For the remainder of the inspection period, the plant operated at approximately 100 percent power, with the exception of brief reductions in power to support planned testing and rod pattern adjustments.
REACTOR SAFETY
Cornerstones: Initiating Events, Mitigating Systems, and Barrier Integrity
1R01 Adverse Weather Protection
.1 Readiness for Impending Adverse Weather Condition - Extreme Cold Conditions
a. Inspection Scope
Since extreme cold conditions were forecast in the vicinity of the facility for December 2011, the inspectors reviewed the licensees overall preparations/protection for the expected weather conditions. On December 15 and 16, 2011, the inspectors walked down equipment discussed in the sites Winter Checklist (Procedure 1151, Revision 70) and equipment relied upon for supplemental heating in the reactor building and turbine building during a loss of the stations heating boiler. The inspectors observed insulation; heat trace circuits; space heater operation; and weatherized enclosures to ensure operability of affected systems. The inspectors reviewed licensee procedures and discussed potential compensatory measures with control room personnel. The inspectors focused on plant managements actions for implementing the stations procedures for ensuring adequate personnel for safe plant operation and emergency response would be available. Specific documents reviewed during this inspection are listed in the Attachment to this report.

· · · ·

Answer these from the inspection report above:
(a) At approximately what power level did the plant operate for the remainder of the inspection period?
(b) What procedure number and revision does the site's Winter Checklist carry?
(c) On which dates did the inspectors walk down the equipment?

· · · ·

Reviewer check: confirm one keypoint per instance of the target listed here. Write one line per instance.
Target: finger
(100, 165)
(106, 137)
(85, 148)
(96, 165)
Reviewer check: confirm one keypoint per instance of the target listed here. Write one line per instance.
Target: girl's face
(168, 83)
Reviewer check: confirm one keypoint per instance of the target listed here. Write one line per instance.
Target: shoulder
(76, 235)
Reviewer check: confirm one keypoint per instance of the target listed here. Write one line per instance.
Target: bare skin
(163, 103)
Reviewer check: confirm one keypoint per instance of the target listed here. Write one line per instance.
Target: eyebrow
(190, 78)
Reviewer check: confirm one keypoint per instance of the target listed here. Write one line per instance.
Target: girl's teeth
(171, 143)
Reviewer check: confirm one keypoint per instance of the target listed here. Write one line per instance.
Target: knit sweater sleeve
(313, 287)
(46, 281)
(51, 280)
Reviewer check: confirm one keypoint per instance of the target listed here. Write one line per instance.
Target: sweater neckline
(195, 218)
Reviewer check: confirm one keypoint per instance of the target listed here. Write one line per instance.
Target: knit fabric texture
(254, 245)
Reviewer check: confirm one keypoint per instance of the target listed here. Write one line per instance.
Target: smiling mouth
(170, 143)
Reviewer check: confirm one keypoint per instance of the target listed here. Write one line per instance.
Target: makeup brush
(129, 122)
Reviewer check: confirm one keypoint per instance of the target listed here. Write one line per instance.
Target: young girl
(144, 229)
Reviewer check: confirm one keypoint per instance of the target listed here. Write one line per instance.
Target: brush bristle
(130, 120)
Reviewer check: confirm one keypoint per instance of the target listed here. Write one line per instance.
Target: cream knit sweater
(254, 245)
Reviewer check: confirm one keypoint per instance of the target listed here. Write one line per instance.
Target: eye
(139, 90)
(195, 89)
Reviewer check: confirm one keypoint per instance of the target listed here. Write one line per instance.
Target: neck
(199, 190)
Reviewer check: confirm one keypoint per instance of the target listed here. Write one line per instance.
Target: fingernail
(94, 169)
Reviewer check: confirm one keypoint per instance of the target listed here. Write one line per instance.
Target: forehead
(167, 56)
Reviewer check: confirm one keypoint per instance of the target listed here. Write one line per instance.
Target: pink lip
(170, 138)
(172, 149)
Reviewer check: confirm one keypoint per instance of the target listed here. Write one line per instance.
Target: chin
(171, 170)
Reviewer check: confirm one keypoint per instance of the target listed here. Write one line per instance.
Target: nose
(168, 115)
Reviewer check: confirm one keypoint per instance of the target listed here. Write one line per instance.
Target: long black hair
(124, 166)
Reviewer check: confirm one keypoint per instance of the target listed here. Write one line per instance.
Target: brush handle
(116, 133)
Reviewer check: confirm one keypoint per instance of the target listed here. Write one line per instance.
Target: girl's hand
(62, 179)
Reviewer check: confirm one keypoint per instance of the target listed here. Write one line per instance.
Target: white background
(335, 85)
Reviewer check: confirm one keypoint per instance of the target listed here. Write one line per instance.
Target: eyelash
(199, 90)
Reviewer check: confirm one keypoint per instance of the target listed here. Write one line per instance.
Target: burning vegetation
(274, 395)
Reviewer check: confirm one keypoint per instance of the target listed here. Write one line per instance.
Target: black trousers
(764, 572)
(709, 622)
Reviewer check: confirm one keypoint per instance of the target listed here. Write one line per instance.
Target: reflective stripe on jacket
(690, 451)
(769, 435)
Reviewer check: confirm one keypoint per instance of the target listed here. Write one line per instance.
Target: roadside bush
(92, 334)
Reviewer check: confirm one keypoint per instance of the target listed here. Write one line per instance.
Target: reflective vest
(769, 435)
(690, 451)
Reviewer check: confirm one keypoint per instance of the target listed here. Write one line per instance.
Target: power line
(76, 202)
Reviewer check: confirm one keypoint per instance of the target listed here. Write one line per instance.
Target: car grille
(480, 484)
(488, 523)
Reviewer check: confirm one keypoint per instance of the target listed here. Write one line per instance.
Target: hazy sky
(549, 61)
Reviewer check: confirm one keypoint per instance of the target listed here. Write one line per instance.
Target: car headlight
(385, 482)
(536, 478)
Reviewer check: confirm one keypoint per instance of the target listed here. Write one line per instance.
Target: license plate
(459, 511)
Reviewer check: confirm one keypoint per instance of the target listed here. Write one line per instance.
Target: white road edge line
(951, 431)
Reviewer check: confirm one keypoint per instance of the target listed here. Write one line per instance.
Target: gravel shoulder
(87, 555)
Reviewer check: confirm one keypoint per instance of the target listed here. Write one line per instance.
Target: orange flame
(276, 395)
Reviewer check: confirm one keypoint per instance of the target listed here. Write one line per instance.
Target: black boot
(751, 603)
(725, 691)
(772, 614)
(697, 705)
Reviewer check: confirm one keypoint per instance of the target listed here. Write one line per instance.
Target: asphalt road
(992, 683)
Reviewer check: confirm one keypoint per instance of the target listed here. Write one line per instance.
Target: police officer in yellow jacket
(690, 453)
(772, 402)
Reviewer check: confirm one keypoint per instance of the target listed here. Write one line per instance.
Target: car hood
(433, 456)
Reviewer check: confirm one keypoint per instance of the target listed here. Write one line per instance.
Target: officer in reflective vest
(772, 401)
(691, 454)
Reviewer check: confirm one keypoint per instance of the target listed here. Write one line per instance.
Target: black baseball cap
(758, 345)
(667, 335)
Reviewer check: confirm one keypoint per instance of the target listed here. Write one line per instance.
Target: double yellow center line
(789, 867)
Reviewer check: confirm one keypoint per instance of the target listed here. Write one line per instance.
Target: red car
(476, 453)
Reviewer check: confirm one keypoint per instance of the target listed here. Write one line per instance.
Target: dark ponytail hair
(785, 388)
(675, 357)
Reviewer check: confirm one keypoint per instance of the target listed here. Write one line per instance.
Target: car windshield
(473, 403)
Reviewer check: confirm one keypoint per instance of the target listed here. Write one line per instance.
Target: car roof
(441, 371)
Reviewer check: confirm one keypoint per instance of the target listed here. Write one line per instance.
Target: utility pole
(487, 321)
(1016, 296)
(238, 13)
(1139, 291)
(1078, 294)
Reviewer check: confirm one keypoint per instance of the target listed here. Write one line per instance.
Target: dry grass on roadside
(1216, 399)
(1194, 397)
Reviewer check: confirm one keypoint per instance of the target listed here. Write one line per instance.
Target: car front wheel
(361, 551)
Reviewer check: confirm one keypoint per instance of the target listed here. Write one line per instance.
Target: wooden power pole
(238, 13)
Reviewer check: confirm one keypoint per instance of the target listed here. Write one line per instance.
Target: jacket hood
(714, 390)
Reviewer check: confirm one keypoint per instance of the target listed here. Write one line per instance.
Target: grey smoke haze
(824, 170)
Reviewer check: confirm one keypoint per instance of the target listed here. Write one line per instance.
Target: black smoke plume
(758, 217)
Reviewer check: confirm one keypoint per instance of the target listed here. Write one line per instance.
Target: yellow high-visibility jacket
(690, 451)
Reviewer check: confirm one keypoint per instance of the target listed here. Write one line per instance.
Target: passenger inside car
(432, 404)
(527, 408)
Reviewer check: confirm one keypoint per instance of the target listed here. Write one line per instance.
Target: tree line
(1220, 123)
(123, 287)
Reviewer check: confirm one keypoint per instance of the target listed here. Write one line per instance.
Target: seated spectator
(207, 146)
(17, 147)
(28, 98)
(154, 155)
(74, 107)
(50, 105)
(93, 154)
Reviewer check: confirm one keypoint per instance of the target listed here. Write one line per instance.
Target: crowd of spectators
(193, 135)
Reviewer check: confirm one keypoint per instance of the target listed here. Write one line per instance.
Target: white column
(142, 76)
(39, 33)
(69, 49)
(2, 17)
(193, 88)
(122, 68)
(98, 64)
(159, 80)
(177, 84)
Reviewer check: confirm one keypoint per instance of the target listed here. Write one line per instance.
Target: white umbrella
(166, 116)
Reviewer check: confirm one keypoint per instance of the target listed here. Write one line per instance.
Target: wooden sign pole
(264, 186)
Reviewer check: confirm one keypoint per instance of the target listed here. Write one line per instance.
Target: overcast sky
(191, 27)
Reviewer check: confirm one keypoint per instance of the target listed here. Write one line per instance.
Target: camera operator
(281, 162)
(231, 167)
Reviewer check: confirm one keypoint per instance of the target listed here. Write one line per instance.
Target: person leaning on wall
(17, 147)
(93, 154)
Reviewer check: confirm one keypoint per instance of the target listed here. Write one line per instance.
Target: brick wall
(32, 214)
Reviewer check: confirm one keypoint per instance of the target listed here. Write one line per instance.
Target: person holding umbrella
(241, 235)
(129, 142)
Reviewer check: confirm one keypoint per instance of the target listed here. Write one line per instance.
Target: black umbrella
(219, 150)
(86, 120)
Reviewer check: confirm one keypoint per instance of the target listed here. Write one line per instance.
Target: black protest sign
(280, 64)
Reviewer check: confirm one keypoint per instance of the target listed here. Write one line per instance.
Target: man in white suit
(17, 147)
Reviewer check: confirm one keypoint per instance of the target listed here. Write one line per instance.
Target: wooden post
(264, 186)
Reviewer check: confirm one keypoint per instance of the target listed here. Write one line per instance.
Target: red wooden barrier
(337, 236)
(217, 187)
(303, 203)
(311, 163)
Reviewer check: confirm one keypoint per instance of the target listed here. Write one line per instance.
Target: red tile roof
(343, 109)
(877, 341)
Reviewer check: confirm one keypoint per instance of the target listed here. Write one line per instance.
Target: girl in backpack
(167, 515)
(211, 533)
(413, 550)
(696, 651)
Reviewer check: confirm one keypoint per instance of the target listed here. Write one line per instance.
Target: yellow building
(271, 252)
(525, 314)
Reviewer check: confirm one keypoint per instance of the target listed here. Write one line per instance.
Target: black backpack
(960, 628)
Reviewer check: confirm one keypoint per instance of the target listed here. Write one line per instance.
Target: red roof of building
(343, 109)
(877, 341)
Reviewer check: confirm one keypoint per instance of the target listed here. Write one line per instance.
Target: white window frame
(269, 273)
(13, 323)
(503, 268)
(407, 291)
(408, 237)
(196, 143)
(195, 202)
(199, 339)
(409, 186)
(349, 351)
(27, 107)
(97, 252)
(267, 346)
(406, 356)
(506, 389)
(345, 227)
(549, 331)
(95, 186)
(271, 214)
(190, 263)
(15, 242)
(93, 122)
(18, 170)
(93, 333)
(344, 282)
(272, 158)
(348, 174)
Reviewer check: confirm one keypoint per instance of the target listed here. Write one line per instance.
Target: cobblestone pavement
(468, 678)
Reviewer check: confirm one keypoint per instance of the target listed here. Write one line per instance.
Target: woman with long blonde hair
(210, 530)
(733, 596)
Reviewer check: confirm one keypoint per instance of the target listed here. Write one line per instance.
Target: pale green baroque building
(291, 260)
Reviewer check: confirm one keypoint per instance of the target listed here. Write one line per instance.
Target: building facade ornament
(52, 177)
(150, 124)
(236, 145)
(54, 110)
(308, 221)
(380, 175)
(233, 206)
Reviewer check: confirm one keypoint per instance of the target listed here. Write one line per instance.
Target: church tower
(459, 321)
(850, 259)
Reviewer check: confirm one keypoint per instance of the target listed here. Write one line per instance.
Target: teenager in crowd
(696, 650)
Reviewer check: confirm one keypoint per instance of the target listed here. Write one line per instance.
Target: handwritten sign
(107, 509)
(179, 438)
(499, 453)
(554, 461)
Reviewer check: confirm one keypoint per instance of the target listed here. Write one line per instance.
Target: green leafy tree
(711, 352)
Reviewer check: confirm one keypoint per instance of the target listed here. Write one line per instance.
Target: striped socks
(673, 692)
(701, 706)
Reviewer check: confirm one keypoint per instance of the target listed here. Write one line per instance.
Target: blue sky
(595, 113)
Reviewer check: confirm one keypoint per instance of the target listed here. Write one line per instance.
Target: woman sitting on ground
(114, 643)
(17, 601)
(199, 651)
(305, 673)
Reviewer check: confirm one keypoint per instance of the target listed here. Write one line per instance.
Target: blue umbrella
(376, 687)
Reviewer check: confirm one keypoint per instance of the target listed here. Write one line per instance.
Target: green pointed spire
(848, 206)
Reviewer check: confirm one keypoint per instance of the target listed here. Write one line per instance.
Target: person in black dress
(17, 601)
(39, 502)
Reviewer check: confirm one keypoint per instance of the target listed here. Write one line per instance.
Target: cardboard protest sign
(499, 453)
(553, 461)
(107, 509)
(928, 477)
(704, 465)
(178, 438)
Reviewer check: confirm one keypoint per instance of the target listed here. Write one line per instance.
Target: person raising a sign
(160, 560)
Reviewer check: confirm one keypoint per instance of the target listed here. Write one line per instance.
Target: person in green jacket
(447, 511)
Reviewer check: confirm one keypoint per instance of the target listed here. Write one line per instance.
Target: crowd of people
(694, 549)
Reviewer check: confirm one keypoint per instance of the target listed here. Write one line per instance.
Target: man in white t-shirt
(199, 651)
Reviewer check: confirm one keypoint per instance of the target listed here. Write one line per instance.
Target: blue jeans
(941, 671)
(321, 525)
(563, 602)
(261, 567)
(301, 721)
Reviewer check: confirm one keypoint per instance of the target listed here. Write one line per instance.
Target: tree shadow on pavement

· · · ·

[EXERCISE SOLUTION]
(a) Approximately 100 percent power.
(b) Procedure 1151, Revision 70.
(c) December 15 and 16, 2011.